▶ [GIVEN REQUEST]: Reproduce every line of the records below, requests included, from the start through the line containing "x=354 y=473". In the answers, offset each x and y coordinate by -75.
─── RAW RECORDS ───
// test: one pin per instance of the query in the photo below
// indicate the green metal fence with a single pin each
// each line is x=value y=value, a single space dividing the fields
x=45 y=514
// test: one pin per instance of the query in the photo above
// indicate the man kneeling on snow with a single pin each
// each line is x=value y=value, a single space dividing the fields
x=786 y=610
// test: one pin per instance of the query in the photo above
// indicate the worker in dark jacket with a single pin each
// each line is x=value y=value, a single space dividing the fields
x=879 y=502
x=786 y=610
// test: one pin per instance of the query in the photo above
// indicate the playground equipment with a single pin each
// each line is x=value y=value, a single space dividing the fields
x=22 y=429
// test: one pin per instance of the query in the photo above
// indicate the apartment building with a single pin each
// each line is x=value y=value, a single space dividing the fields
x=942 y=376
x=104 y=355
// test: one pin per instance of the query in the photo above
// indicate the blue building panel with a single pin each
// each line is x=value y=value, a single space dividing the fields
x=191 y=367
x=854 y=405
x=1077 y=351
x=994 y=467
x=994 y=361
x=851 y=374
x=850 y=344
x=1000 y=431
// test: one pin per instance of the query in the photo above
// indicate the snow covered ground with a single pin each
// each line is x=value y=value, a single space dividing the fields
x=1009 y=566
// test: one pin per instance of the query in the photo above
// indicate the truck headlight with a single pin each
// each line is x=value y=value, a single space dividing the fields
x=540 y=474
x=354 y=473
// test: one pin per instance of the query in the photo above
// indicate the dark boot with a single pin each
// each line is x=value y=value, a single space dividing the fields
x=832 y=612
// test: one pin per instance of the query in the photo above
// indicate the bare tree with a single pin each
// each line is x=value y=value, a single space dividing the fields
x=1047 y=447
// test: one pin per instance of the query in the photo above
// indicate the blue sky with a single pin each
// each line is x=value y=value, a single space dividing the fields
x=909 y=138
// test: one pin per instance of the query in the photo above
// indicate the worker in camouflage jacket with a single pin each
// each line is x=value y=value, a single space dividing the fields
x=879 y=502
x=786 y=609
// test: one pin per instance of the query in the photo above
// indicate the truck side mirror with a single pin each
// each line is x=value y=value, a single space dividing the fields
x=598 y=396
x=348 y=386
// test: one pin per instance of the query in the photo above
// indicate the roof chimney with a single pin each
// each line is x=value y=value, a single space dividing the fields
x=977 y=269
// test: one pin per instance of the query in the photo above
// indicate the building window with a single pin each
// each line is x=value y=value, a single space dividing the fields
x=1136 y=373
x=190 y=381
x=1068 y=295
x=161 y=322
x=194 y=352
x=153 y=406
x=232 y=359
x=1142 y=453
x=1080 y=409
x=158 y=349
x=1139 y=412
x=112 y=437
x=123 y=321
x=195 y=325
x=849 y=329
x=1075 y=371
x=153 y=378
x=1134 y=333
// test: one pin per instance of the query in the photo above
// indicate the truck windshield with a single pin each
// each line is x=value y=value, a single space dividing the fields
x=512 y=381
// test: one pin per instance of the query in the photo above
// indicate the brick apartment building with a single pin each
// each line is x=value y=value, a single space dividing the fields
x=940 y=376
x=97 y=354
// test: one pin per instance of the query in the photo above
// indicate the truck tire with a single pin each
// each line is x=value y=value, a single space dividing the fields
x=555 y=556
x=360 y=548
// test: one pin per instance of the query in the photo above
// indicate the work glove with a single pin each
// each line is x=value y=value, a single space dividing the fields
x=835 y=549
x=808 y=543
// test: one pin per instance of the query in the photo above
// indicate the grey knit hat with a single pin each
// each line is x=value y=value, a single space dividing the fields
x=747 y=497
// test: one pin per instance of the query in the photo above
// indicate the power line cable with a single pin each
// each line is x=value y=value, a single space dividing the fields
───
▶ [EXERCISE ANSWER]:
// test: one pin per instance of the query in the photo below
// indicate the green metal fence with a single pin each
// each line is x=value y=value, a single space dividing the fields
x=-30 y=439
// test: one pin per instance of the query in the photo above
// indicate the man kneeling on snow with a single pin each
// each line is x=value y=value, a single space dividing the fields
x=711 y=535
// test: one pin per instance of the query in the photo above
// indicate the worker in dark jacket with a single pin each
// each line is x=value y=value, a single space dividing the fields
x=804 y=427
x=711 y=535
// test: one pin per instance of the query in the photo above
// indicate the playground equipment with a single pin each
// each line is x=value y=value, a single space dividing the fields
x=-53 y=354
// test: one pin per instance of the query in the photo above
// indicate the apartment building with a single pin each
// each line is x=value y=value, a single space dividing the fields
x=867 y=301
x=29 y=280
// test: one pin per instance of the query in the photo above
// indicate the blue building panel with a single pin each
// each line is x=value y=value, a single space dividing the fields
x=116 y=292
x=779 y=330
x=1002 y=276
x=919 y=392
x=919 y=286
x=776 y=299
x=775 y=269
x=925 y=356
// test: one pin per instance of the query in the photo above
// indicate the snow covered ground with a single pin each
// each line is x=value y=value, a single space dividing the fields
x=934 y=491
// test: one pin per instance of the query in the photo above
// indicate the truck headlight with a single pin each
// each line is x=value y=value, a single space dividing the fields
x=465 y=399
x=279 y=398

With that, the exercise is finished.